TASK OBJECTIVE: Can you pick up the snow removal forum thread after its last line and write what follows?
:: DOCUMENT SECTION
Fact is, we could all tell you what the average driver can plow per hour... But our numbers would all be different, and since it would seem like your a beginner, I woulnt expect your numbers to be less than half of what mine are

What the heck is a rotation? Lol. Ummm you normally plow 36-40 hours, sleep for 4 hours then go back out and do clean ups for 8 more hours. Followed by 6 hours sleep, the. You get up to spend time and money fixing broken things and restocking salt before the next storm comes 2 days later and the pattern repeats

Merry christmas - o that's spent in the truck too


----------



## motoxguy (Oct 17, 2010)

"What the heck is a rotation? Lol. Ummm you normally plow 36-40 hours, sleep for 4 hours then go back out and do clean ups for 8 more hours. Followed by 6 hours sleep, the. You get up to spend time and money fixing broken things and restocking salt before the next storm comes 2 days later and the pattern repeats."

Elite1msmith you also forgot after plowing the joys of going through workers logs and keep track of everyones hours as well as material you have gone though. All the joys of snow removal


----------



## MidLandscaping (Oct 8, 2007)

Plain and simple.....There is a lot more to running and operating a snow removal and de-icing company then throwing a blade and salter on your truck then start removing snow. Very good suggestions from everyone. The best one...become a sub! Snow removal is not for everyone. Family? What family? LOL. It takes commitment, experience and lots and lots of $$$$$$$$.


----------



## ff610 (Jan 9, 2009)
::::
:: EXTRACTED DATA
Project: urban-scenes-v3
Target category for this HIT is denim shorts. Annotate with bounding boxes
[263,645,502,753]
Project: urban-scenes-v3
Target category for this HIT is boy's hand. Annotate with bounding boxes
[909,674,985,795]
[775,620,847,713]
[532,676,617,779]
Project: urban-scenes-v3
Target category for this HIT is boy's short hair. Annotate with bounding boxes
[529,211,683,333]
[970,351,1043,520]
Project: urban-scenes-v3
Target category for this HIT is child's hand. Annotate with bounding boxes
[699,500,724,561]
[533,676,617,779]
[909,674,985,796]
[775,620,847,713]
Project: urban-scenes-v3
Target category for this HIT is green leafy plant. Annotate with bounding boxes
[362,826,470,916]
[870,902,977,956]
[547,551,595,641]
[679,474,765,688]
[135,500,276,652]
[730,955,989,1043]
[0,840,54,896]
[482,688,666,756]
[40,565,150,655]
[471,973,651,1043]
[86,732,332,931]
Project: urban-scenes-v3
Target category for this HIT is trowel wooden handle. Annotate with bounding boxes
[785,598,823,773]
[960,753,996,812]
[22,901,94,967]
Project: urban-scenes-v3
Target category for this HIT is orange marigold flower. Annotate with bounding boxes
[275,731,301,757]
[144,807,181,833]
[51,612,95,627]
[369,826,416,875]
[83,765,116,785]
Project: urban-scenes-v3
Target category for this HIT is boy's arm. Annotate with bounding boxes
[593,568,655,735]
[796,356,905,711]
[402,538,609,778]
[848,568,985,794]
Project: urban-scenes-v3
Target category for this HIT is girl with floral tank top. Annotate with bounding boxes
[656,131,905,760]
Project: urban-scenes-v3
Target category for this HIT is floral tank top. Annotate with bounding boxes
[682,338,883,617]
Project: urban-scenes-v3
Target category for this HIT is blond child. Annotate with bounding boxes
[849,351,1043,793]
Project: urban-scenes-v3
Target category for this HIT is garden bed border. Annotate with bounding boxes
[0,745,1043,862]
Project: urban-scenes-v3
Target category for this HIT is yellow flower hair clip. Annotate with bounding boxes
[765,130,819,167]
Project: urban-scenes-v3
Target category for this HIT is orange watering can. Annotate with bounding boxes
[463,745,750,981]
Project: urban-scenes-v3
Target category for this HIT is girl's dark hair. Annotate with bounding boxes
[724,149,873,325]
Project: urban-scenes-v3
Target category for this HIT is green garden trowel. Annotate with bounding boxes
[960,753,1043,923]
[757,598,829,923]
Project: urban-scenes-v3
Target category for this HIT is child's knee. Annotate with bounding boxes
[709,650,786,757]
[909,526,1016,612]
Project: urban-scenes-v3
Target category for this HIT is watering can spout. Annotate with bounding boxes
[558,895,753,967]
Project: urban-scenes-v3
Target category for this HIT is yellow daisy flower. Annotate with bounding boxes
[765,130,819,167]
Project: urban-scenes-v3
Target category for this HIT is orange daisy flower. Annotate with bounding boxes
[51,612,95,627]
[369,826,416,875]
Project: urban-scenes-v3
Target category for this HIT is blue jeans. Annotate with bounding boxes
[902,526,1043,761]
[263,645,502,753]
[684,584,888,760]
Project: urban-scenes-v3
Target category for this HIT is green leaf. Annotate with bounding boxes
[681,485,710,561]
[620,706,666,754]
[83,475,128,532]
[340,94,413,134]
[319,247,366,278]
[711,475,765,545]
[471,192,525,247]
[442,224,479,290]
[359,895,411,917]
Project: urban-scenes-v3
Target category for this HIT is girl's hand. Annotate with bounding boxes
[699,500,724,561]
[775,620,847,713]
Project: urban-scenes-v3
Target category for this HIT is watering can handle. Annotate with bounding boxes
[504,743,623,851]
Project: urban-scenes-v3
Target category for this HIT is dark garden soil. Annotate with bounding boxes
::::
WRITTEN ANSWER:
Many good points here. Most people do get some experience as subs first. After that, it's still important that you understand what it takes to operate as a manager rather than a sub. Subs don't have to deal with all the everyday activity as the owner or managers do. Their phone is not the one ringing when there's a problem. If your goal is to run a commercial snow business it's important you do you homework, just as you appear to be doing. It takes time, don't rush it. Can someone with no experience jump in and do it? Sure with the proper background I've seen it work. Even though, there is a knack to juggling multiple jobs with priority levels. There are many avenue's to gain the knowledge. Here's one. Good luck!
http://www.plowsite.com/showthread.php?t=106543


----------



## Brant'sLawnCare (Jun 29, 2007)

I try to never load up my trucks with more than 8 hrs. of work for a 2" storm. That way we get done quick during a little storm. During big storms we are swamped, but it's still manageable. All my trucks this year (so far) have less than 6 hrs on them.


----------



## the new boss 92 (Nov 29, 2008)

i dont think he liked how bright the light bulb got.


----------



## Luther (Oct 31, 2007)

Brant'sLawnCare;1140972 said:


> I try to never load up my trucks with more than 8 hrs. of work for a 2" storm.


Designing an eight hour route based on a 2" snow is a lot.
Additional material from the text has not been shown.